Dataset records
________________

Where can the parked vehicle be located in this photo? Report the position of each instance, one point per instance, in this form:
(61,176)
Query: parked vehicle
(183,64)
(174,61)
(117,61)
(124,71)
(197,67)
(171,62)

________________

Directions: Copy all of the data exactly.

Final result:
Where can the parked vehicle be located in this photo? Report the position of each instance, one point per instance, in this form:
(61,176)
Query: parked vehicle
(183,64)
(174,61)
(117,61)
(124,71)
(197,67)
(171,62)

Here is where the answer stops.